## Start

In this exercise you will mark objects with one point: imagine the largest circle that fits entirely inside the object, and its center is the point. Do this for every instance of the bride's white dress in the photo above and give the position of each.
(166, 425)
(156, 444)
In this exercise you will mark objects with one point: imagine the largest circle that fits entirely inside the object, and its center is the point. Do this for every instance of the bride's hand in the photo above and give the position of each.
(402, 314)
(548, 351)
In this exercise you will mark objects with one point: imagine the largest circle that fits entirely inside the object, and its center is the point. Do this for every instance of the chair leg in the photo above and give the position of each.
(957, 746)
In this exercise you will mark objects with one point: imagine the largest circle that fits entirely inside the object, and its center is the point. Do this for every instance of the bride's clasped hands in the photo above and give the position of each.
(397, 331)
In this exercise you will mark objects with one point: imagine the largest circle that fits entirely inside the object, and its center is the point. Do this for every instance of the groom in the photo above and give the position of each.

## End

#### What is required:
Add 22 to each number in the point coordinates, then write out every one of the lines above with that change.

#### Exercise output:
In this exercise you will mark objects with one point: imagine the largest circle that fits entirely inside the object, and its center is the point. Do this for every instance of the bride's white dress in the photo above and give the position of each.
(188, 447)
(178, 466)
In this exercise you will mark objects with one point: imagine the largest circle that fits entirely inside the object, and its center is the point. Do this for every instance of the bride's hand in the photo above and give the position of each.
(424, 336)
(570, 373)
In this exercise you will mark objects with one point: imagine the largest circle that fits entirely inside the object, and its center is the point. Do this for every instance of the chair leg in the photo above and give the position of each.
(979, 768)
In this exercise you will mark objects with one point: imagine the largest circle that fits entirely inside the object, and its center is the point. Do this for every instance of the bride's clasped hands in the photo above and give the position of each.
(419, 353)
In this exercise you will mark objects with one point: imagine the largest circle that fits entirely inside the object, and its center is the point. Do this for every instance of the groom in the photo above and give the position of each.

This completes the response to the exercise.